**Short task:**
Present the lines from the very first one through the line that contains "206 265 L 218" as a numbered list, leaving out any blank lines.

— start Excerpted data —

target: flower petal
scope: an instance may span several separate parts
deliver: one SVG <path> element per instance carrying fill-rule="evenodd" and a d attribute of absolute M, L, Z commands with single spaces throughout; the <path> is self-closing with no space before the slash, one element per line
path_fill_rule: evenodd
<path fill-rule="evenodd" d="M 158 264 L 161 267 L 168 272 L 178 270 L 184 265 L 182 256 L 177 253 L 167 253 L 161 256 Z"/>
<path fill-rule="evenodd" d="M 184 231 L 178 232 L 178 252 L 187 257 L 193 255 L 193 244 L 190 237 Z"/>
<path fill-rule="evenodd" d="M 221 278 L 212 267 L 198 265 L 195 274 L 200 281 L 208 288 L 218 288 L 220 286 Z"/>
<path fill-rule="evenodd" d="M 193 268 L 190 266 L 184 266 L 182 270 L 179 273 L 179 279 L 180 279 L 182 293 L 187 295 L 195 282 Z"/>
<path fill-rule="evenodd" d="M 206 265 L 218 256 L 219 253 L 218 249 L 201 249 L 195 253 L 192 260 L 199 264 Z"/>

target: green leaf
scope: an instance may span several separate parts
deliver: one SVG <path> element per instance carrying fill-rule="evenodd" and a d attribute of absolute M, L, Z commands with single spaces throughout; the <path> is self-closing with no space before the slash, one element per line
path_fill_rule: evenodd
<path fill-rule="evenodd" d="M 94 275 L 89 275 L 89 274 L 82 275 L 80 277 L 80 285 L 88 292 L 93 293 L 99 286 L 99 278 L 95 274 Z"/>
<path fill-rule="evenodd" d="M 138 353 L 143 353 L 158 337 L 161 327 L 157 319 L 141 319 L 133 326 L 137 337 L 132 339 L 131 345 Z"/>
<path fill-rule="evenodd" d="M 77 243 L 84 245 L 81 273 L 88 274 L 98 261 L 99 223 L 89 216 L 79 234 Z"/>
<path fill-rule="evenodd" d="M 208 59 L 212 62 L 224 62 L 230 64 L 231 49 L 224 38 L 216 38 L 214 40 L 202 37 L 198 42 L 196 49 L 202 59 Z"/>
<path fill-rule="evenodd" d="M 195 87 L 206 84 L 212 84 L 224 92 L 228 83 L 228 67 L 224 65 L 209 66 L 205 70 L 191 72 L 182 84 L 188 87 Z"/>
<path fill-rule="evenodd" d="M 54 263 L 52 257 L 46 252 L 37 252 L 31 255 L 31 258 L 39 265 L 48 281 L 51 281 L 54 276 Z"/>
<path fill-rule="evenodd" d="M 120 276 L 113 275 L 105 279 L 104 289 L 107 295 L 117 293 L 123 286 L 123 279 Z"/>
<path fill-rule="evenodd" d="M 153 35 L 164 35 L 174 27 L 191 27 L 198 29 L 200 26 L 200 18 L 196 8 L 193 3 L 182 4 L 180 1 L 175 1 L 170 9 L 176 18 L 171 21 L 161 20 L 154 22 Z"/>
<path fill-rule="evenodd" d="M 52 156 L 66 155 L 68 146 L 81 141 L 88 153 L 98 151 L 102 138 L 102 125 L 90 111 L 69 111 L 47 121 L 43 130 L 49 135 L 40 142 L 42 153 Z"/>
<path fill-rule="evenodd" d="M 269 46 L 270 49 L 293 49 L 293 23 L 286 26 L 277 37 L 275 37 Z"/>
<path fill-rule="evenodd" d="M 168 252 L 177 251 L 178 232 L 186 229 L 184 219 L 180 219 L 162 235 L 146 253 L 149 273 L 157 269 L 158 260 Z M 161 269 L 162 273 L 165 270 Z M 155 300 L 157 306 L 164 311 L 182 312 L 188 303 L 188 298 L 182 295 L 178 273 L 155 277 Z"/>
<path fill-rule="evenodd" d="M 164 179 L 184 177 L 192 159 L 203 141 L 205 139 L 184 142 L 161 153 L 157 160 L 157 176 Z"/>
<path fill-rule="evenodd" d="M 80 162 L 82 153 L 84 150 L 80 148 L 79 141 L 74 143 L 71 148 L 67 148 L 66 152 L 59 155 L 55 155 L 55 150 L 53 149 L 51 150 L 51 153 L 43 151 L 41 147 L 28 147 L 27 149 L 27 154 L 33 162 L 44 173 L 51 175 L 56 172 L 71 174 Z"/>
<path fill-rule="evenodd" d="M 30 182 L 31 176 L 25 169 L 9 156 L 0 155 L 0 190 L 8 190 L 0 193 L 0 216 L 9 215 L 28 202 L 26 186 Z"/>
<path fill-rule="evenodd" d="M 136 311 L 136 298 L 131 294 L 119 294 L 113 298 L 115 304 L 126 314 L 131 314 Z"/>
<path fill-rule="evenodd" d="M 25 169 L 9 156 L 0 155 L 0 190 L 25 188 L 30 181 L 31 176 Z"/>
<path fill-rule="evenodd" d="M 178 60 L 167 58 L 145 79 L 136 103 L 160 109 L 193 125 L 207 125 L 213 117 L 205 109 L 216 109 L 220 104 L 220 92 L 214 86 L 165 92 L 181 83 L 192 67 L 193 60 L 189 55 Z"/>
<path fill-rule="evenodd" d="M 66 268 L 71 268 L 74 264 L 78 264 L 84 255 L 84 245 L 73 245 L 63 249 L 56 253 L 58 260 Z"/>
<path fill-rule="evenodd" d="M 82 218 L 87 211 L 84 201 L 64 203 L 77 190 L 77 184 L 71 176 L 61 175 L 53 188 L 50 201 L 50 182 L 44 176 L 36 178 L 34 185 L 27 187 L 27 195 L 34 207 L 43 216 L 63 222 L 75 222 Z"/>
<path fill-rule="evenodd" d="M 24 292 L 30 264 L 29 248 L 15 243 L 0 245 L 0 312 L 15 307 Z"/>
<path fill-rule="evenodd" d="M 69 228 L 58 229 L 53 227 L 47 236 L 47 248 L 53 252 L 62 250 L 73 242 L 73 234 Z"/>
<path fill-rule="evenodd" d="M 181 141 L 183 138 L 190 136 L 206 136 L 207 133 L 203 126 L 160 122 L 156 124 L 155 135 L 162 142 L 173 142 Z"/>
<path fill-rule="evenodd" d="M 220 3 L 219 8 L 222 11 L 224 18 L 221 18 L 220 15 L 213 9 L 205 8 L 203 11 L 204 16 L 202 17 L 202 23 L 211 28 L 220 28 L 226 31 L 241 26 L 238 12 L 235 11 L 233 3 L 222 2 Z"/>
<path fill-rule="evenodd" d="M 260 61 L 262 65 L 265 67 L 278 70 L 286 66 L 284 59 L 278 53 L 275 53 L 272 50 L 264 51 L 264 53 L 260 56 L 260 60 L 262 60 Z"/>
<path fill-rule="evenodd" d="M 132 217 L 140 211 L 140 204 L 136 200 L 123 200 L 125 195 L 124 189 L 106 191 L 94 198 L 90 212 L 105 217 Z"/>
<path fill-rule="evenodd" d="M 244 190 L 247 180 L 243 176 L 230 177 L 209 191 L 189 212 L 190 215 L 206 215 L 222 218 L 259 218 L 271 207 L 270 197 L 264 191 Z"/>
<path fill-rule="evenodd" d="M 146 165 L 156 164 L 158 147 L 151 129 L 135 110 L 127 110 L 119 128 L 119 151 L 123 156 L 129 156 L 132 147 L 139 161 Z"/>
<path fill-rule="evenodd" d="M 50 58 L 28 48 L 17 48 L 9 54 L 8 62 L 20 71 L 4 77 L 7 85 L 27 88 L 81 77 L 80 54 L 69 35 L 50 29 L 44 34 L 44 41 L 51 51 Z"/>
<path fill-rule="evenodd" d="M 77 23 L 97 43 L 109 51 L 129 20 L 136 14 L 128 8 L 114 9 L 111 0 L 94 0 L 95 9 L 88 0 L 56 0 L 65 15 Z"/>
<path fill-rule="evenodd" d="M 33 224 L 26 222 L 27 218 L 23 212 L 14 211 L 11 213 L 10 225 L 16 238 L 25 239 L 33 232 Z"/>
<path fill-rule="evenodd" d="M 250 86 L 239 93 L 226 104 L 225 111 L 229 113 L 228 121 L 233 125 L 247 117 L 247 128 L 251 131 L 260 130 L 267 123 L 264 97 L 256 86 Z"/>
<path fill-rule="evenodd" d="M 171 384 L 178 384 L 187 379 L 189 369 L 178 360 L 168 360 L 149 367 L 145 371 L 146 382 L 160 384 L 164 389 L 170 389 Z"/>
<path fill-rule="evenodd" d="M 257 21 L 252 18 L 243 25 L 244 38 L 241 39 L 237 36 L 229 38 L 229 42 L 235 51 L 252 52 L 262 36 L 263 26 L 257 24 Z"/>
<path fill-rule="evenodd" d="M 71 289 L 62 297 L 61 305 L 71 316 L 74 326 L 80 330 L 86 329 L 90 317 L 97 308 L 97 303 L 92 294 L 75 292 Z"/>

— end Excerpted data —

**Worked answer:**
1. target: flower petal
2. scope: an instance may span several separate parts
3. deliver: one SVG <path> element per instance carrying fill-rule="evenodd" and a d attribute of absolute M, L, Z commands with single spaces throughout; the <path> is self-closing with no space before the slash, one element per line
4. path_fill_rule: evenodd
5. <path fill-rule="evenodd" d="M 158 264 L 161 267 L 168 272 L 178 270 L 184 265 L 182 256 L 177 253 L 167 253 L 161 256 Z"/>
6. <path fill-rule="evenodd" d="M 184 231 L 178 232 L 178 252 L 187 257 L 193 255 L 193 244 L 190 237 Z"/>
7. <path fill-rule="evenodd" d="M 221 278 L 212 267 L 198 265 L 195 274 L 200 281 L 208 288 L 218 288 L 220 286 Z"/>
8. <path fill-rule="evenodd" d="M 193 268 L 190 266 L 184 266 L 182 270 L 179 273 L 179 279 L 180 279 L 182 293 L 187 295 L 195 282 Z"/>
9. <path fill-rule="evenodd" d="M 206 265 L 218 256 L 219 253 L 218 249 L 201 249 L 195 253 L 192 260 L 199 264 Z"/>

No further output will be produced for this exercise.